What you will do: Please copy the text of every entry, swapping "black side vent" for "gray side vent" and changing nothing else, and leave the pictures out of your answer.

>> begin

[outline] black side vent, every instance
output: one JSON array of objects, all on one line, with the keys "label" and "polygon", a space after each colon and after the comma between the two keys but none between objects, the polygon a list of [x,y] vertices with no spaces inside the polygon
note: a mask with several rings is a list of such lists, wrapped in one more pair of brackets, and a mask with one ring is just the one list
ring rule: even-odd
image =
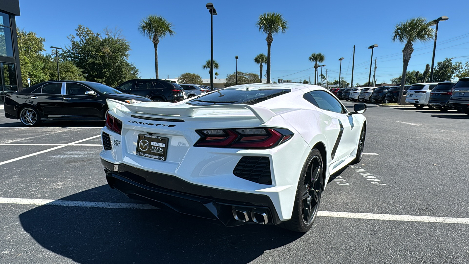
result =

>> end

Answer:
[outline] gray side vent, every instance
output: one JSON array of objects, all on one line, with the keys "label" and "polygon", a space after each colon and after the comma between the two keys but none between objects, the polygon a list of [x,y] vertices with no spaces inside the polygon
note: a mask with several rings is a list of such lists, wrapped in one more pair of brackets, and a mask with one ring is just the one list
ring rule: even-odd
image =
result =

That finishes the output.